---- Input for this task
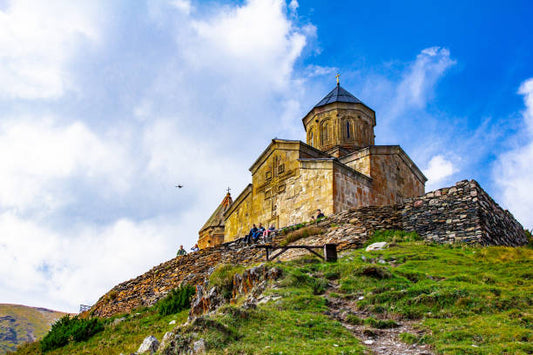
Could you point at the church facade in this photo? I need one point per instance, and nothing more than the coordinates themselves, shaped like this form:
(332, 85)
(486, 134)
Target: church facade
(338, 167)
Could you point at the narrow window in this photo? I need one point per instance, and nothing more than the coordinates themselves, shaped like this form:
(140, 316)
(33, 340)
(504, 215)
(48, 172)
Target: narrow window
(348, 129)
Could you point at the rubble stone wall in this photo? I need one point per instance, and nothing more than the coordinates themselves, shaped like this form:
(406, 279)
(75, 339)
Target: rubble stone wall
(461, 213)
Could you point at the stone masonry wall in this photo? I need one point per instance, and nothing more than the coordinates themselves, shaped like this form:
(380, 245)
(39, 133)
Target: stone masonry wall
(461, 213)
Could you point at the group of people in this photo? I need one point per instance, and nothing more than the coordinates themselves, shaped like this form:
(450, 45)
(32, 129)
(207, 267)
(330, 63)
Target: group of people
(257, 232)
(182, 251)
(254, 234)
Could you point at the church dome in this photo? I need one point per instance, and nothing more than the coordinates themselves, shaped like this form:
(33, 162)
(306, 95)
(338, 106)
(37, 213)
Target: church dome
(338, 94)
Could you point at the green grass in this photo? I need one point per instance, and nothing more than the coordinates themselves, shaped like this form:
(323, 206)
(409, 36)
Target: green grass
(463, 300)
(472, 300)
(118, 336)
(20, 324)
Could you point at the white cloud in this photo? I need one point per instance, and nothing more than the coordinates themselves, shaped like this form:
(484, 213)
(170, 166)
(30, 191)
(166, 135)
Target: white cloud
(87, 195)
(36, 41)
(513, 170)
(417, 85)
(438, 170)
(39, 156)
(76, 266)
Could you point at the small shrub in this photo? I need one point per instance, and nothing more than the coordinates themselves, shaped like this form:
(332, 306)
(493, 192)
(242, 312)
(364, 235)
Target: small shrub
(318, 286)
(529, 237)
(409, 338)
(332, 275)
(376, 272)
(222, 277)
(393, 236)
(177, 300)
(381, 323)
(301, 233)
(68, 329)
(354, 320)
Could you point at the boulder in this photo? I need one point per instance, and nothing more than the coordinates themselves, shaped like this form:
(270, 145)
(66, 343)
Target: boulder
(150, 345)
(376, 246)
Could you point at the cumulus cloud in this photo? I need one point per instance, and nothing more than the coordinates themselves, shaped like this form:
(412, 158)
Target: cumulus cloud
(39, 156)
(37, 44)
(513, 170)
(438, 170)
(64, 269)
(418, 82)
(87, 195)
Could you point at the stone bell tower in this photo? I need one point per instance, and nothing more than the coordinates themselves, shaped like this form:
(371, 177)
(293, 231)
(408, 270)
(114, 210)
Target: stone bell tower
(340, 123)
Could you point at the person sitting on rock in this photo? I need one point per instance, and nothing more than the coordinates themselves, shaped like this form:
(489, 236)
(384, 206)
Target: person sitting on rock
(249, 236)
(258, 233)
(181, 251)
(269, 232)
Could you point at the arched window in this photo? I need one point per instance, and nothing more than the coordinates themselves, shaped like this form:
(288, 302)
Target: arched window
(324, 133)
(347, 126)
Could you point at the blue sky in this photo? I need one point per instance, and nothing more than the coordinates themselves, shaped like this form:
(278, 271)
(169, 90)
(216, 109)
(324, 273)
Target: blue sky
(105, 106)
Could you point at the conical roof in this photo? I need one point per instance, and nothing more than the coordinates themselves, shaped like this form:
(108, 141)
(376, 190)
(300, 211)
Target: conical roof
--------
What the exercise asks:
Repeat every line above exactly, but omit all images.

Answer space:
Could you point at the church facade in this photo? I need one point per instance, and nothing more than the coordinates themselves, shaped like this form:
(332, 85)
(486, 134)
Target: church facade
(338, 167)
Could you point at the narrow window in this photo? I need one point per instance, and nothing more than the coordinates themselves, shaped like this form:
(140, 316)
(33, 340)
(504, 215)
(48, 172)
Target: narrow window
(348, 129)
Could you point at the rubble stone wall in this photo? I need one point per instance, and nothing more than the coordinates themselves, shaped like this form:
(406, 279)
(75, 339)
Target: rubble stone wall
(461, 213)
Could you point at the stone masonry wall in this photo? I need one point per instance, and nothing more than the coordinates themselves, shaped like this form:
(380, 245)
(39, 133)
Target: stone masonry wall
(461, 213)
Could you point at the group of people in this photo? I need one point per instance, and nothing more than the coordinates themselves, shaped like this form:
(450, 45)
(32, 129)
(207, 267)
(330, 63)
Target: group of people
(257, 232)
(182, 251)
(254, 234)
Could you point at the church dome in this photo? I need one point per instance, and nothing more than the coordinates themselves, shaped like this form:
(33, 162)
(306, 95)
(338, 106)
(37, 213)
Target: church dome
(338, 94)
Could you point at the green grass in this photo? I need one point per instance, and nothing more than the coordinates themselves, shaped like this form:
(323, 206)
(409, 36)
Target: green grass
(463, 300)
(472, 300)
(118, 336)
(20, 324)
Could you point at the white cloud in this photo? I need one point per instance, and nothing more than the coordinates themselves, shaped like this form:
(484, 213)
(170, 166)
(30, 191)
(166, 135)
Target: white cloud
(87, 195)
(36, 41)
(513, 170)
(417, 85)
(438, 170)
(39, 156)
(76, 266)
Could you point at the small shrub in this photo? I need one point per instance, and nothing more than the coordinates themselves, shaped like this form:
(332, 306)
(493, 192)
(242, 312)
(364, 235)
Target: small shrub
(318, 286)
(529, 237)
(409, 338)
(332, 275)
(376, 272)
(222, 277)
(393, 236)
(177, 300)
(381, 323)
(301, 233)
(68, 329)
(354, 320)
Could you point at the boulder in this photo? I need one point per instance, and nothing more than the coordinates themselves, shaped like this form:
(270, 145)
(66, 343)
Target: boulder
(150, 345)
(376, 246)
Could you point at the cumulus cloud in this photo? I need one point per instance, and nothing more than the coordinates themselves, shaped like this form:
(412, 158)
Target: cumulus cloud
(39, 156)
(37, 44)
(513, 170)
(438, 170)
(64, 269)
(418, 82)
(87, 195)
Could you point at the stone bell tower in this photo? I need one point per instance, and nothing more than the coordinates themselves, shaped like this form:
(371, 177)
(293, 231)
(408, 270)
(114, 210)
Target: stone bell tower
(340, 123)
Could you point at the person sitting on rock in this photo? I need one point per instance, and nothing more than the coordinates themselves, shaped like this form:
(489, 236)
(384, 206)
Target: person sitting on rock
(249, 236)
(258, 233)
(181, 251)
(269, 232)
Could you point at the arched window in this photo? I need one point per instance, and nothing more than the coordinates themselves, shaped like this form:
(288, 302)
Target: arched window
(324, 133)
(347, 126)
Could you point at the blue sky in this photo? I need one point per instance, and nothing more than the coordinates themselves, shaped like this form:
(278, 271)
(169, 90)
(216, 109)
(324, 273)
Target: blue sky
(105, 106)
Could you point at the conical roof in this photo? I need one point per instance, and nothing more than the coordinates themselves, shaped like this form:
(108, 141)
(376, 190)
(300, 211)
Target: conical roof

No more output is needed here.